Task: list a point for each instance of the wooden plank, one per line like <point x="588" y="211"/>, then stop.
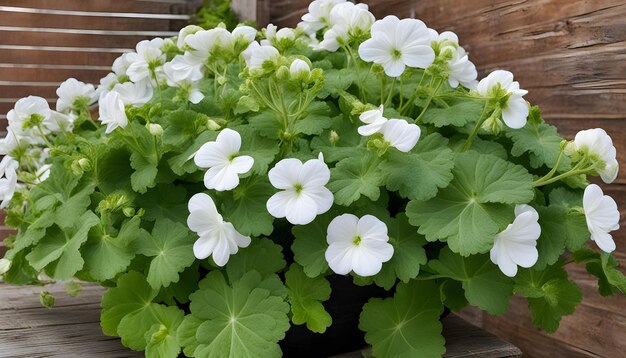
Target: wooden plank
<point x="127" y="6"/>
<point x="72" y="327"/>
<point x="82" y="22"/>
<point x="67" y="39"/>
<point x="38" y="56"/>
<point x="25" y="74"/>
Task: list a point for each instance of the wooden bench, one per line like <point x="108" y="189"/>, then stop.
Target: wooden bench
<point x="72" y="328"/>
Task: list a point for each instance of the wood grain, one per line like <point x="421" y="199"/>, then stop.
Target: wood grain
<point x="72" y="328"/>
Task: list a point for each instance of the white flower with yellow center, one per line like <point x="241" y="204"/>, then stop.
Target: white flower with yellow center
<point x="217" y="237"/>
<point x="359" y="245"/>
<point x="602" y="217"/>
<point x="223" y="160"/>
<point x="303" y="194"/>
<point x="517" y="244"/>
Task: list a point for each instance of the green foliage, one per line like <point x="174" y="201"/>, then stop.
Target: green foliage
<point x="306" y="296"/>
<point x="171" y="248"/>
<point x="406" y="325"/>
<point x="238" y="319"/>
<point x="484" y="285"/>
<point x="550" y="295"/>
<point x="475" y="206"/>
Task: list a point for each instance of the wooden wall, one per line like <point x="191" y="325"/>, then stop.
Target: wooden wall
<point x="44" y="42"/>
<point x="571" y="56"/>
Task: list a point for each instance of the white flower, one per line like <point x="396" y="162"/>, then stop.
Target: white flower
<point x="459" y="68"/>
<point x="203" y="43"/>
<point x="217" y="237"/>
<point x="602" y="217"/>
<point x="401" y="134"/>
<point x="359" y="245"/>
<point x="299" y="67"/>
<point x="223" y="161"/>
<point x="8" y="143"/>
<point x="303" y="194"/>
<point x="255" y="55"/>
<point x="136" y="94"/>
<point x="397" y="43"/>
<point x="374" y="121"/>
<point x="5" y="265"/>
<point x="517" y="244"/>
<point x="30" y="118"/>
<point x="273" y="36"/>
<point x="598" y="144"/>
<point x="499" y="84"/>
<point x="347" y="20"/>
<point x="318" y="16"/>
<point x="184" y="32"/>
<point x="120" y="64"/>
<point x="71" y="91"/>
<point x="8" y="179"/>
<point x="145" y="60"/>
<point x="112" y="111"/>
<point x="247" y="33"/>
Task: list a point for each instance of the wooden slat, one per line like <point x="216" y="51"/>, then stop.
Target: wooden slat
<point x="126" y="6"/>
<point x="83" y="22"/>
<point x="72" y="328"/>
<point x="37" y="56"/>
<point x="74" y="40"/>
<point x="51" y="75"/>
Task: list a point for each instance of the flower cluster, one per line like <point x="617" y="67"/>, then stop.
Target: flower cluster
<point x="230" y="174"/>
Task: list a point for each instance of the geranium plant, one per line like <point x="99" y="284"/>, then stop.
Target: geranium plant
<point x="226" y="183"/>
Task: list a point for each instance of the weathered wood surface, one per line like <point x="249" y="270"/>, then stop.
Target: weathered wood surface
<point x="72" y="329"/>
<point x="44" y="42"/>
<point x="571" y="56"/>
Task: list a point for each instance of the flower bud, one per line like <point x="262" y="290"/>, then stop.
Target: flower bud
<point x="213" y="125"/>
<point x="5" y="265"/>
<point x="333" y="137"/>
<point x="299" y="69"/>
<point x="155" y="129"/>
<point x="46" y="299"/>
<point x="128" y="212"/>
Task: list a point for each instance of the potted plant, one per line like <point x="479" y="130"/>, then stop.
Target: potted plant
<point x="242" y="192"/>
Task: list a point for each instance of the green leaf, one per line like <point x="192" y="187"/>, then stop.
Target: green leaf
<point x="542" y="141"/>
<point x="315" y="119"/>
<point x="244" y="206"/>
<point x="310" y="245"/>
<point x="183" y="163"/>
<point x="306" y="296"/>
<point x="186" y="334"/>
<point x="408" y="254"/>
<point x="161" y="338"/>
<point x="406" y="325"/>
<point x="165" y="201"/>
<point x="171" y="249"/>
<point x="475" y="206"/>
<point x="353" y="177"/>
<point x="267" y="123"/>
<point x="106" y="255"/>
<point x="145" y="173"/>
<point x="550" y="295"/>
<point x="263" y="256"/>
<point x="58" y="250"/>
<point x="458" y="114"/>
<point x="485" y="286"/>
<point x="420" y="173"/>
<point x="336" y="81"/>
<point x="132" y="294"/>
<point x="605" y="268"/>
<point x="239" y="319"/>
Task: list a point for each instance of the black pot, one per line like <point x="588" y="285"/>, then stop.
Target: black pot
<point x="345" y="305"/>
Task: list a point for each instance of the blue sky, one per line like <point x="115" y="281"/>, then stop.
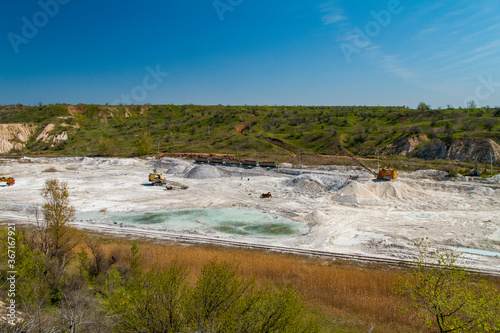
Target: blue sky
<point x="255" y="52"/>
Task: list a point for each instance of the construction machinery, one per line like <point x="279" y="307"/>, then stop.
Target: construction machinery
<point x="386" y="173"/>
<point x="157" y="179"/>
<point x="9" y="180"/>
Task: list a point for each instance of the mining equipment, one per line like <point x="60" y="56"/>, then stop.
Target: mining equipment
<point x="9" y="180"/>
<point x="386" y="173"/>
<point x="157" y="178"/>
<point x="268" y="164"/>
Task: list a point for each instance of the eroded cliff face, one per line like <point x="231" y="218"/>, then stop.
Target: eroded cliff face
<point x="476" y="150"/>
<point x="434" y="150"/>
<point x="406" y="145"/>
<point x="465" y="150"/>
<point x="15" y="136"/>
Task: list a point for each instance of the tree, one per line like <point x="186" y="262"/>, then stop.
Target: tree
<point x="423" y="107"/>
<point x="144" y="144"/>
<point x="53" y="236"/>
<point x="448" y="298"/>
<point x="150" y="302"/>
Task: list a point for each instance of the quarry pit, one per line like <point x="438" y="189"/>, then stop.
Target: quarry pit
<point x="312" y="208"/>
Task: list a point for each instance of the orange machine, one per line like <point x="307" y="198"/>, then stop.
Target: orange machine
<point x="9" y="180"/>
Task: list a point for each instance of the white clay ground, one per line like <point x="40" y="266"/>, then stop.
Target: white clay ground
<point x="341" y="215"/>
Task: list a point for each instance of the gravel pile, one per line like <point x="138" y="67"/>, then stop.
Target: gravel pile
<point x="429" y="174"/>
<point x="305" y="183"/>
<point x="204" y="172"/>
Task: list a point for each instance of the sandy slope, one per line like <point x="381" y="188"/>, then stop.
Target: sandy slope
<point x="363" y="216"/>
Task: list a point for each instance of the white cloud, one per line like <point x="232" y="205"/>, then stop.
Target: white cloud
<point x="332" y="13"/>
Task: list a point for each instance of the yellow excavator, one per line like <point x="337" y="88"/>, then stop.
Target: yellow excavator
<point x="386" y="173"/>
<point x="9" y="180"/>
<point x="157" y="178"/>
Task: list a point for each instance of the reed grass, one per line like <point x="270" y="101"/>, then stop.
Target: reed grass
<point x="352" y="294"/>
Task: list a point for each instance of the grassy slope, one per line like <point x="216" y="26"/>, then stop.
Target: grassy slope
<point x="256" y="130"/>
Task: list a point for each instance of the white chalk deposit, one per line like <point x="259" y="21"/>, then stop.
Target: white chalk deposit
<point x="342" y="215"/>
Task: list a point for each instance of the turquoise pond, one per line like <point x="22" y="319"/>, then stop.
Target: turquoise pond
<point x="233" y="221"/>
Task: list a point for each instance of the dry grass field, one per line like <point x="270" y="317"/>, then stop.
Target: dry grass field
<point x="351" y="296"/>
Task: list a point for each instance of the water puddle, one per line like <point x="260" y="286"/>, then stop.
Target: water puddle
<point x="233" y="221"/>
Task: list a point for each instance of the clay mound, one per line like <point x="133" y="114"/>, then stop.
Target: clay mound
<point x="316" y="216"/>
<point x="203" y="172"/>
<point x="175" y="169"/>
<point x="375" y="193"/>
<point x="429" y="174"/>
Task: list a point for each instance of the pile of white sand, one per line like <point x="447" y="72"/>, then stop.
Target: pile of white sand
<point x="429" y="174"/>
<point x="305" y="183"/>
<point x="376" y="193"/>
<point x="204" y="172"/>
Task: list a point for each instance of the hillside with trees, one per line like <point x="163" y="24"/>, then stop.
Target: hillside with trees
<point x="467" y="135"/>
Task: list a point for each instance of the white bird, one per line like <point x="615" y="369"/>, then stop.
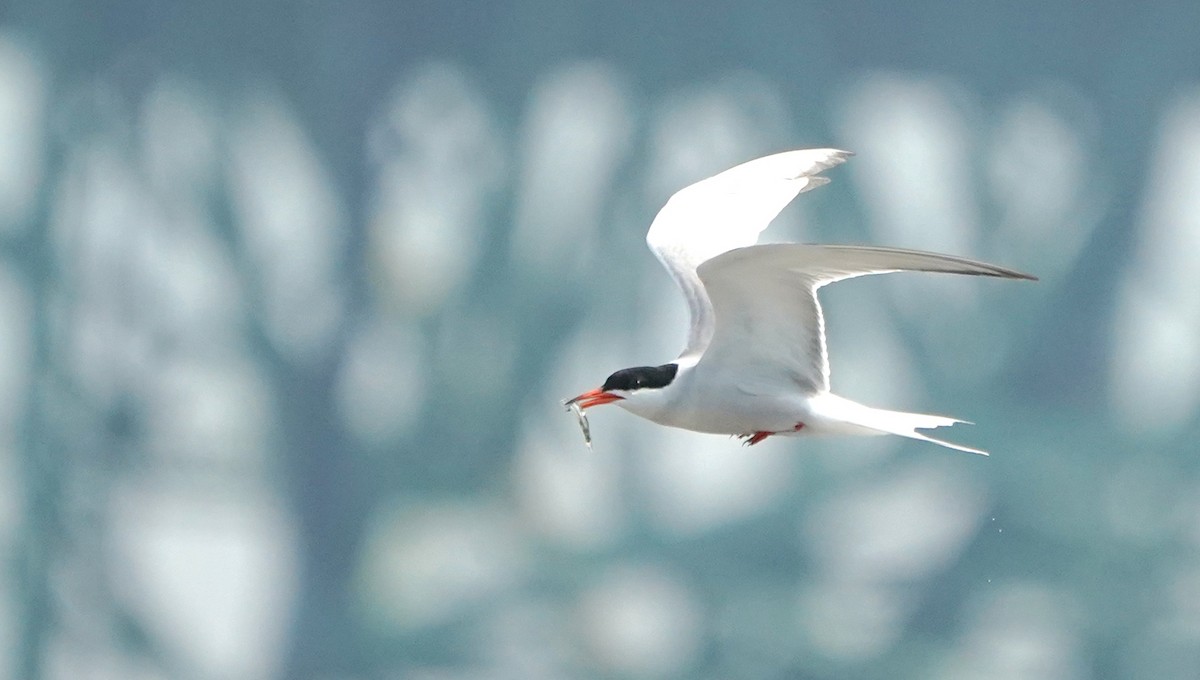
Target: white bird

---

→ GIVEN EXERCISE: Repeat the material word for word, starting with the line that contains "Task: list a point for each instance of the turquoise" and going on through the end of the material, leaving out the pictures.

→ CORRECT RESPONSE:
Task: list a point for each instance of the turquoise pond, one per line like <point x="22" y="319"/>, then stop.
Target: turquoise pond
<point x="233" y="221"/>
Task: list a point for each instance of the dry grass field, one per line like <point x="270" y="317"/>, then stop.
Target: dry grass field
<point x="351" y="296"/>
Task: list a point for each instance of the water puddle, one per line like <point x="260" y="286"/>, then stop.
Target: water puddle
<point x="233" y="221"/>
Task: list a point for each instance of the clay mound, one per line like <point x="133" y="114"/>, then stop.
Target: clay mound
<point x="316" y="216"/>
<point x="203" y="172"/>
<point x="175" y="169"/>
<point x="375" y="193"/>
<point x="429" y="174"/>
Task: list a point for each instance of the pile of white sand, one per line like <point x="447" y="72"/>, then stop.
Target: pile of white sand
<point x="429" y="174"/>
<point x="305" y="183"/>
<point x="376" y="193"/>
<point x="204" y="172"/>
Task: list a point for each instance of the hillside with trees, one per line like <point x="163" y="24"/>, then stop.
Target: hillside with trees
<point x="467" y="135"/>
Task: list a point for each instance of the white bird, one per line like <point x="615" y="369"/>, then stop.
Target: white bird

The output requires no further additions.